**TASK DIRECTIONS**
Reproduce exactly the lines below from the one containing "Identify one point per instance of the forest canopy" through the one containing "Identify one point per instance of the green", including both, and nothing else.

##### MATERIAL FOR THIS TASK #####

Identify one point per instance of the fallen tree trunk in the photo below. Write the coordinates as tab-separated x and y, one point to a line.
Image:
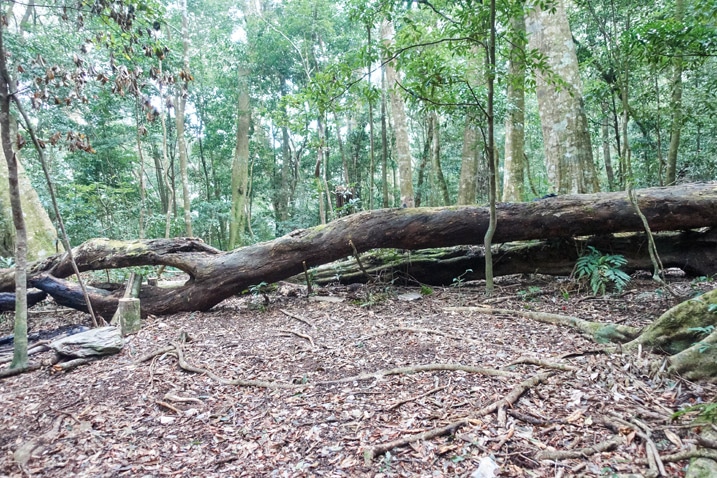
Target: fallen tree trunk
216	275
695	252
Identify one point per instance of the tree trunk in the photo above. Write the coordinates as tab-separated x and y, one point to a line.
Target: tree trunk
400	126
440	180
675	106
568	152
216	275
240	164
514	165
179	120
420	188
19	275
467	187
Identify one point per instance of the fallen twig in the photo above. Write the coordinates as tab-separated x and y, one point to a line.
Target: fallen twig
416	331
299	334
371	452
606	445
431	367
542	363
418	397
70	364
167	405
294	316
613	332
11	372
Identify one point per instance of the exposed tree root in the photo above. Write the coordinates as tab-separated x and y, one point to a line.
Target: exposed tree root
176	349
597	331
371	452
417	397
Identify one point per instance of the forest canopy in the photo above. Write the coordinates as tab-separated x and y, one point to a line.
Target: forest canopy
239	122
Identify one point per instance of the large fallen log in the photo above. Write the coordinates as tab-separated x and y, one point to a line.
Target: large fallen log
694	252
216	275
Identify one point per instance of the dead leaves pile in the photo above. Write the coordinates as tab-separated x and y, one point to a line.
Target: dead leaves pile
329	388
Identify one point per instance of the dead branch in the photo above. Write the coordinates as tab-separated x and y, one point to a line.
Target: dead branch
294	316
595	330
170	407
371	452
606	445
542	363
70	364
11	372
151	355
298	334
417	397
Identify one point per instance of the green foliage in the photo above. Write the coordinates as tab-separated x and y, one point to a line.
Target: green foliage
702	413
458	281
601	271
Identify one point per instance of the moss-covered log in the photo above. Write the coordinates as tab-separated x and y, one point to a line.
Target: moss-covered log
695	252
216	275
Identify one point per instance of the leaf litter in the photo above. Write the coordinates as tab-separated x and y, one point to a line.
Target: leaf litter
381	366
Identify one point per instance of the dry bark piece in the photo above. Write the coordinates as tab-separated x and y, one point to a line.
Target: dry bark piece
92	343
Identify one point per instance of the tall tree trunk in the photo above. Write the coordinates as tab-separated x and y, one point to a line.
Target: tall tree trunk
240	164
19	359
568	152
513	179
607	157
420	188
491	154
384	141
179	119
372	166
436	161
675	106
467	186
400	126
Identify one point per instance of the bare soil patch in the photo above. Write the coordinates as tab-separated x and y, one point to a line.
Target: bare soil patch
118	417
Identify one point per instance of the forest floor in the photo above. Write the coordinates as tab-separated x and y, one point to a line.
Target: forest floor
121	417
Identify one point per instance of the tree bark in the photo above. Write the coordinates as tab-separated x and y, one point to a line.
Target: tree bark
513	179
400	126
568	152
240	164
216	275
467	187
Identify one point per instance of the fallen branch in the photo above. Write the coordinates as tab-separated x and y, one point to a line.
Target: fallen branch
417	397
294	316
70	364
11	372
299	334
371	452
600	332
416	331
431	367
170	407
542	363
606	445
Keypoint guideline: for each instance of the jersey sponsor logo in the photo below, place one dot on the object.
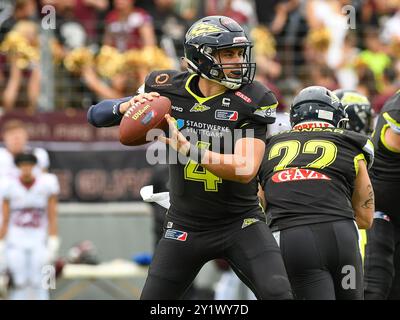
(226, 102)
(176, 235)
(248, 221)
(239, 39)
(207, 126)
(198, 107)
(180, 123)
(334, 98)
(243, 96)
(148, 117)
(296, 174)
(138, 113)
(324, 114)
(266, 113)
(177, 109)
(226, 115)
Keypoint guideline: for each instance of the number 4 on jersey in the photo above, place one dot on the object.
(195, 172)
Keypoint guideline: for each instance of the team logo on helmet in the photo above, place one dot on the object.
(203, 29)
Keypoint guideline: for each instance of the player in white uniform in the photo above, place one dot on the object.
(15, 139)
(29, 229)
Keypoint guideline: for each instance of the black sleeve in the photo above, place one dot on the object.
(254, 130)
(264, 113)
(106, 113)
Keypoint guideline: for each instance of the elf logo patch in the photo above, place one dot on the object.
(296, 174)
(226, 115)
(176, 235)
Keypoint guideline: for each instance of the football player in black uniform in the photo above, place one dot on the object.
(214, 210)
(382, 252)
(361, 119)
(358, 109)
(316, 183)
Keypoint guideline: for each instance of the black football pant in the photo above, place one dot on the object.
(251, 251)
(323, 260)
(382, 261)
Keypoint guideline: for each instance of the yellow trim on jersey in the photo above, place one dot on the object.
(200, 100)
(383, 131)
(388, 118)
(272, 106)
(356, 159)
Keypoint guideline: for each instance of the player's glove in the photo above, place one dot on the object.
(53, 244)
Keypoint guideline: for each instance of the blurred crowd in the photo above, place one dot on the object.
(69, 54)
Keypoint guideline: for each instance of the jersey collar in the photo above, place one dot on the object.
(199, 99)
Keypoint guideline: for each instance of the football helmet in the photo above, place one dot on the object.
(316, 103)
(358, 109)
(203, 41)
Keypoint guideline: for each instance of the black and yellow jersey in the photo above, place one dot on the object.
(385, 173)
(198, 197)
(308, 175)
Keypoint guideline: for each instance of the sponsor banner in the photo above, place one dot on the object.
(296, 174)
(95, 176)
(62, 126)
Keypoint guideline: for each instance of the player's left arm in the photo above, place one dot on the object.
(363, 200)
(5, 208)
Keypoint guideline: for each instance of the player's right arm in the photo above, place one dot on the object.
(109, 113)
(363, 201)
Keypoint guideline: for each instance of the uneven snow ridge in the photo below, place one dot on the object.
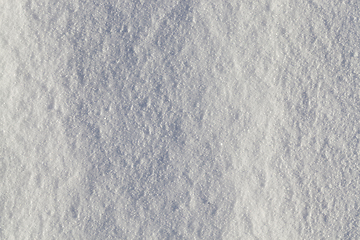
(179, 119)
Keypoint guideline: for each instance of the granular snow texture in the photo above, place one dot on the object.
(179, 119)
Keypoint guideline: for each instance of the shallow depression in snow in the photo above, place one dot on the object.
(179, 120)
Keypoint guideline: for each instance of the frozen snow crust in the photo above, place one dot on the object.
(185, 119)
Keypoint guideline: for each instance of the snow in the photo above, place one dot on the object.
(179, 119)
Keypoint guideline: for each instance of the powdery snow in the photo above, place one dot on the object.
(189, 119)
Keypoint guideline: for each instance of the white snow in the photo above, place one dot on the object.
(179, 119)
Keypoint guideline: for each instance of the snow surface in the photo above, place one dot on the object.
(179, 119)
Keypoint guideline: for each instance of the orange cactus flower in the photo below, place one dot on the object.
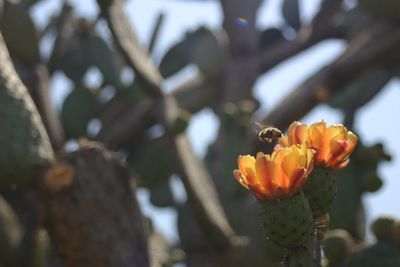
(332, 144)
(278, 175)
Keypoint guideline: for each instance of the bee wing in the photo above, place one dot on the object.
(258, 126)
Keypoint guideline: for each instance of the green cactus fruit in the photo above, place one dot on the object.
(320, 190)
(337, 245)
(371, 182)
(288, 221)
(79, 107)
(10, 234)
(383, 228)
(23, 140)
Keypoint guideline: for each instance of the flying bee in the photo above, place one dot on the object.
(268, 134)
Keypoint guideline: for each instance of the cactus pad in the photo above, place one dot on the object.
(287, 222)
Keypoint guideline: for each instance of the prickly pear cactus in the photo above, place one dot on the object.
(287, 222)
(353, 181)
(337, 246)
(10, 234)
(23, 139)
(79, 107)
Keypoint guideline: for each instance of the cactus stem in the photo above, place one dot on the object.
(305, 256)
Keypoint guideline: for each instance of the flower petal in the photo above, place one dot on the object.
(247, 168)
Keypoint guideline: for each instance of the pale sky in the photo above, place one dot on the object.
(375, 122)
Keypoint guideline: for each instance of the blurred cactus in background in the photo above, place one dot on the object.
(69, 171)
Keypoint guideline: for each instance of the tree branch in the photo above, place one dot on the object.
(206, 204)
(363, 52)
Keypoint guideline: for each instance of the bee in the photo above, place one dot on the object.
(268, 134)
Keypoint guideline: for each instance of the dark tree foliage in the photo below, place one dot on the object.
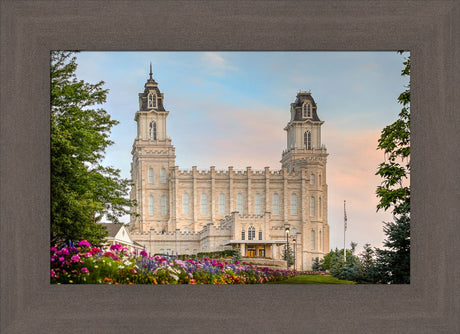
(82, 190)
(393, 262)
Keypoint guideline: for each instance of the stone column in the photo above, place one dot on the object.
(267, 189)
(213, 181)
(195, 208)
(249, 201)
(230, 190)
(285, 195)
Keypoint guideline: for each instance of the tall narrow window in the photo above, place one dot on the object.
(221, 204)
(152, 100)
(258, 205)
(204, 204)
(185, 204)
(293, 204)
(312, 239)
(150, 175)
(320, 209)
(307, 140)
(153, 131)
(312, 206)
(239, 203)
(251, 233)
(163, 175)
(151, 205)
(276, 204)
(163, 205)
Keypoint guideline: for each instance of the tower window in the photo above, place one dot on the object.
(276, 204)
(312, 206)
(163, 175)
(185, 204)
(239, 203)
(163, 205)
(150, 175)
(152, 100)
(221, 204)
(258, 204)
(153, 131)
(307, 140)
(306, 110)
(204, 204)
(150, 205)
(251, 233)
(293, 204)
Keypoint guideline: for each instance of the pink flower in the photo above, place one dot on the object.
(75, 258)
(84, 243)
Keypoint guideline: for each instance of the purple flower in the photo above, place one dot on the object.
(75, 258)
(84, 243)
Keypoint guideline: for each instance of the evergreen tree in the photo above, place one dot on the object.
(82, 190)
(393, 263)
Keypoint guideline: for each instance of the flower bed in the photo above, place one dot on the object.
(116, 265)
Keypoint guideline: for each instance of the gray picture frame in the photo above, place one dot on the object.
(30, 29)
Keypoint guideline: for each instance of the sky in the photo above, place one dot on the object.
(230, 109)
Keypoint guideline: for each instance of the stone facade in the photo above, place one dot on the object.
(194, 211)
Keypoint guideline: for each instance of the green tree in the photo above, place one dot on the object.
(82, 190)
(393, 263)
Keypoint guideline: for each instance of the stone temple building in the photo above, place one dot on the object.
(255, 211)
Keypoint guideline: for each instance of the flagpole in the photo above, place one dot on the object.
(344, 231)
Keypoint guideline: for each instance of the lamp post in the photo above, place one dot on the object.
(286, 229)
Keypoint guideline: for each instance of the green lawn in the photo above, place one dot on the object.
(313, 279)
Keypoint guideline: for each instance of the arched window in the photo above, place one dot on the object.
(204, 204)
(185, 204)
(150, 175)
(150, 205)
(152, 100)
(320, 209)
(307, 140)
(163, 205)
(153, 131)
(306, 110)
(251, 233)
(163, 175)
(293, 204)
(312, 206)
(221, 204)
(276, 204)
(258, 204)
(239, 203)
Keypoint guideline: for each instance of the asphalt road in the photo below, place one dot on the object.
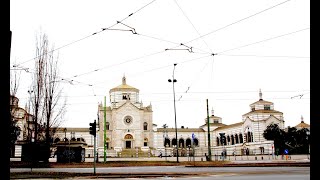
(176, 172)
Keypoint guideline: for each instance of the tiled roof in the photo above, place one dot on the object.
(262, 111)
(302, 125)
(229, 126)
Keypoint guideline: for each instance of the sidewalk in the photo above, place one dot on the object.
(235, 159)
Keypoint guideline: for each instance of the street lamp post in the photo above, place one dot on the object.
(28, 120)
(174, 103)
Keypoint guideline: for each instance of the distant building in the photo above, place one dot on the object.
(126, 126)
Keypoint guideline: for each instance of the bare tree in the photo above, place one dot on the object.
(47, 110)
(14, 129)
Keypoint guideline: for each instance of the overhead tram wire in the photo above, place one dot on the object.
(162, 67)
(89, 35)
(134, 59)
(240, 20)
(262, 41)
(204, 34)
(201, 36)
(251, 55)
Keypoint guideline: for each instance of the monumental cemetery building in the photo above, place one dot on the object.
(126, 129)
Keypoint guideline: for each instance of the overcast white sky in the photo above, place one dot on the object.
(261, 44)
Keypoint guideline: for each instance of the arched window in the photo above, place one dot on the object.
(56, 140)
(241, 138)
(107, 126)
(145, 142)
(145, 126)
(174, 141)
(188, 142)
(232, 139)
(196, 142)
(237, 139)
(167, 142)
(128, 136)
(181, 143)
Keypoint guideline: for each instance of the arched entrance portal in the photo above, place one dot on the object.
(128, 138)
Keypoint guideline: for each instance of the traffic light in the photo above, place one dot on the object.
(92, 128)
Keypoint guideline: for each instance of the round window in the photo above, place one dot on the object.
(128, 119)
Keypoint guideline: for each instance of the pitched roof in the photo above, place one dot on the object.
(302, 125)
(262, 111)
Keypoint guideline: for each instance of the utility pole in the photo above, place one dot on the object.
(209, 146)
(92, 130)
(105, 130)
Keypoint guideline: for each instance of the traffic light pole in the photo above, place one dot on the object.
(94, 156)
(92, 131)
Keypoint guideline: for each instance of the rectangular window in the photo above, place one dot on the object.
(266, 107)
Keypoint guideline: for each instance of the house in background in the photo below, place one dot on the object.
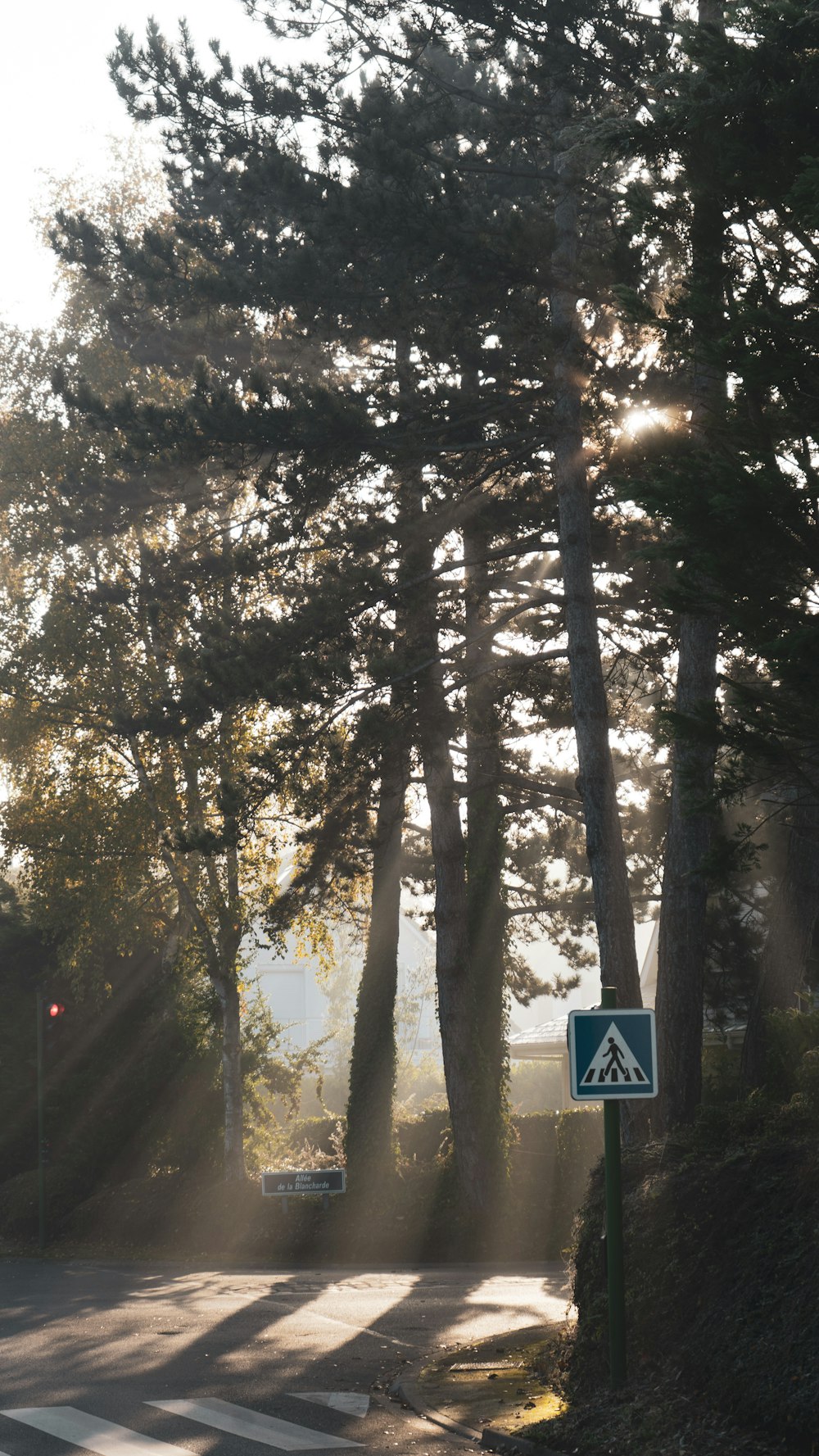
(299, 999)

#####

**PROBLEM SOLUTION**
Identify one point per instance of the forest canopy in the photo above. Write the coordinates as tab-separated x and y, one point to a line.
Target: forest canopy
239	122
Identify one point per instance of the large fallen log in the photo above. Write the coordinates as tab-separated x and y, one point to a line.
Target: large fallen log
694	252
216	275
Identify one point per instance of the dead leaves pile in the photo above. Write the coordinates as tab-separated x and y, one point to a line.
Target: dead leaves pile
329	388
Identify one point per instance of the dead branch in the photo above. Write the coordinates as tab-separated x and y, one point to a line.
Target: dead branch
294	316
595	330
170	407
371	452
606	445
542	363
70	364
11	372
151	355
298	334
417	397
Identify one point per instance of the green foliage in the photo above. Write the coordinates as tab-separated x and y, one point to a line.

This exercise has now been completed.